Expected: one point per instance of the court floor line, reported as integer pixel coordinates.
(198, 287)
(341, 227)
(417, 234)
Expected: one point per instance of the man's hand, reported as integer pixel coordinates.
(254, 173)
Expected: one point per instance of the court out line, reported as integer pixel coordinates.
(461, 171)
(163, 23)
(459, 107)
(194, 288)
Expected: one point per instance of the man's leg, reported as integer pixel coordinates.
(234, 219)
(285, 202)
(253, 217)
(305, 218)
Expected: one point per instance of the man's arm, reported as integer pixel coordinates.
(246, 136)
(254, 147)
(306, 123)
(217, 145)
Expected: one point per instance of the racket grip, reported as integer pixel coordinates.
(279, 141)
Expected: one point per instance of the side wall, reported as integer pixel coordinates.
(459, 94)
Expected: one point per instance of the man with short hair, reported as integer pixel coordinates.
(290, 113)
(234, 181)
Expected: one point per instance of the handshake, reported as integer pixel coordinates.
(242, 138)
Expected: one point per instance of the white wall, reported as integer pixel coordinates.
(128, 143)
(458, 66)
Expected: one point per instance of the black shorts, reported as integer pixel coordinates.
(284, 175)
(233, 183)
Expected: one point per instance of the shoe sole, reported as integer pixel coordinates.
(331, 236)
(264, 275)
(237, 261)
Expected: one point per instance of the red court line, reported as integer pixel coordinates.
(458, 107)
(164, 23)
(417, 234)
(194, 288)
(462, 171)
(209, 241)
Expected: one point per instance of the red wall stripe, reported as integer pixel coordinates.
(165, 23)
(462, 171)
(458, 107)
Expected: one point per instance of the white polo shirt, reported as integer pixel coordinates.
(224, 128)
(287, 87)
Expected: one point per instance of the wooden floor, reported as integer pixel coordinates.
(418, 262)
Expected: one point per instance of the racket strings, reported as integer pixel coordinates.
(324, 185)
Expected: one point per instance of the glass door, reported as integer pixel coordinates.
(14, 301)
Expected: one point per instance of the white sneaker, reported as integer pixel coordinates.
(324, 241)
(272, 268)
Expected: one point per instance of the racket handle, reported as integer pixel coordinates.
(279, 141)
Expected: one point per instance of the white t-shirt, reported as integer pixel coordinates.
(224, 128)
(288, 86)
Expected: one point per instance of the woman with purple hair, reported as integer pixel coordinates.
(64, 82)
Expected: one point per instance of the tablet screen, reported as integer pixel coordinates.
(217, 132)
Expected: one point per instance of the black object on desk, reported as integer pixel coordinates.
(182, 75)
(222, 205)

TASK PROMPT: For every line of the listing, produce an identical copy.

WRITTEN SOLUTION:
Expected: one point per instance of the court floor line, reported as integer pixel coordinates.
(198, 287)
(341, 227)
(417, 234)
Expected: one point per instance of the man's hand, reported as integer pixel coordinates.
(254, 173)
Expected: one point per instance of the court out line, reported as integer pixel coordinates.
(461, 171)
(163, 23)
(459, 107)
(194, 288)
Expected: one point per instance of the man's leg, reported as integer pixel coordinates.
(234, 219)
(285, 202)
(253, 217)
(305, 218)
Expected: one point per instance of the man's arm, reported as integer pixel coordinates.
(246, 136)
(254, 147)
(306, 123)
(217, 145)
Expected: one point per instance of the racket grip, reported as integer pixel coordinates.
(279, 141)
Expected: one point per instance of the side wall, reported as integer pixel coordinates.
(459, 94)
Expected: one point per instance of the man with short hair, reported as integer pixel coordinates.
(290, 113)
(234, 181)
Expected: one point per instance of the handshake, reported as integer pixel coordinates.
(242, 138)
Expected: one point per instance of the white wall, reported as integer pixel coordinates.
(128, 143)
(458, 66)
Expected: one point per instance of the black shorts, reported as integer pixel coordinates.
(284, 175)
(233, 183)
Expected: one point per instance of the shoe sole, reported as integer pixel coordinates.
(331, 236)
(264, 275)
(237, 261)
Expected: one point per instance of the red court line, reported as integer pixel coordinates.
(458, 107)
(164, 23)
(417, 234)
(194, 288)
(462, 171)
(209, 241)
Expected: one point per instance of the red wall stripe, reported as integer pixel coordinates.
(165, 23)
(462, 171)
(458, 107)
Expected: one point per instance of the white polo shirt, reported as integer pixel coordinates.
(224, 128)
(287, 87)
Expected: one point per instance of the wooden floor, reported as integer pixel coordinates.
(418, 262)
Expected: one point per instance of the racket strings, reported as integer pixel coordinates.
(324, 185)
Expected: one point per instance of the glass door, reported as integer pixel coordinates.
(14, 301)
Expected: one point per instance of the white sneaker, reported as integer pixel coordinates.
(324, 241)
(272, 268)
Expected: one point per instance of the racket handle, reported as integer pixel coordinates.
(279, 141)
Expected: one point per instance of the white t-shirt, reported as integer pixel coordinates.
(224, 128)
(288, 86)
Expected: one point per instance of the woman with purple hair, reported as integer pixel coordinates.
(64, 82)
Expected: one point per instance of the tablet screen, reported as integer pixel coordinates.
(217, 132)
Expected: one point per instance of the black object on desk, reported as integer pixel coordinates.
(182, 75)
(222, 205)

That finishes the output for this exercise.